WORK TO DO:
A) Using the vacuum insulation patent text, decide whether each statement agrees with it: (i) the heater sits in the space between the inner and outer hopper walls; (ii) the feed screw is positioned on the outer hopper wall; (iii) claim 1 requires a vacuum core material fill with a moisture content under 2 wt %. For each, answer yes or no and quote the words of the text that decide it.
B) Extend the vacuum insulation patent text beyond its last sentence.

--- Begin SOURCE DOCUMENT ---

US12624888B2US 12624888 B2US12624888 B2US 12624888B2US-12624888-B2

Abstract

A filling system for a vacuum insulated structure includes a powder processor configured to load an internal cavity of the vacuum insulated structure with a heated and at least partially degassed vacuum insulation material. The powder processor includes a hopper with inner and outer hopper walls. The inner hopper wall includes an air permeable surface. A heater is positioned in a space defined between the inner and outer hopper walls. A feed screw is positioned along an inside edge of the inner hopper wall. A vacuum port is positioned on the outer hopper wall. An aperture exit is positioned at a bottom of the hopper. At least one evacuator is coupled to the vacuum port of the powder processor. The at least one evacuator is configured to couple to a vacuum port of the vacuum insulated structure and apply a vacuum to the internal cavity of the vacuum insulated structure.

Inventors

  • GUSTAVO FRATTINI
  • Anna Jedralski
  • Ashish Nigam
  • Subrata Shannigrahi

Assignees

  • WHIRLPOOL CORPORATION

Dates

Publication Date
20260512
Application Date
20240425

Claims (16)

  1. 1 . A vacuum insulated refrigerator structure comprising: a shell defining an internal vacuum cavity; at least one gas permeable feature disposed in the internal vacuum cavity, wherein the at least one gas permeable feature includes a porous winding tube; and a vacuum core material fill positioned in the internal vacuum cavity, wherein the vacuum core material fill has a moisture content of less than 2 wt % and is evacuated to and stored at a pressure less than 0.01 atm.
  2. 2 . The vacuum insulated refrigerator structure of claim 1 , wherein the at least one gas permeable feature includes at least one vacuum tube.

--- End SOURCE DOCUMENT ---
--- Begin GIVEN DATA ---

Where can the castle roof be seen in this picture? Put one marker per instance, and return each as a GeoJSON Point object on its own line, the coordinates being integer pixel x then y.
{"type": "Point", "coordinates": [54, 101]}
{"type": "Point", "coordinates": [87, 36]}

--- End GIVEN DATA ---

EXPECTED RESULTS:
A)
(i) Yes: "A heater is positioned in a space defined between the inner and outer hopper walls."
(ii) No: "A feed screw is positioned along an inside edge of the inner hopper wall."
(iii) Yes: "the vacuum core material fill has a moisture content of less than 2 wt %"

B)
  3. 3 . The vacuum insulated refrigerator structure of claim 1 , wherein the at least one gas permeable feature includes at least one pressure equalization holes.
  4. 4 . The vacuum insulated refrigerator structure of claim 1 , wherein the vacuum core material fill includes at least one of perlite, fumed silica, silica, glass microspheres, or a combination thereof.
  5. 5 . The vacuum insulated refrigerator structure of claim 1 , wherein the vacuum core material fill is evacuated to and stored at a pressure less than about 0.001 atm.
  6. 6 . The vacuum insulated refrigerator structure of claim 1 , further comprising: a loading port positioned on a surface of the shell.
  7. 7 . The vacuum insulated refrigerator structure of claim 1 , further comprising: a liner; a wrapper; and a trim breaker coupled to an outer liner edge and an outer wrapper edge, wherein the trim breaker, the outer liner edge, and the outer wrapper edge form the shell and define outer boundaries for the internal vacuum cavity.
  8. 8 . The vacuum insulated refrigerator structure of claim 7 , wherein the liner includes one or more vacuum ports, and wherein the one or more vacuum ports are used to apply a vacuum to the internal vacuum cavity of the shell.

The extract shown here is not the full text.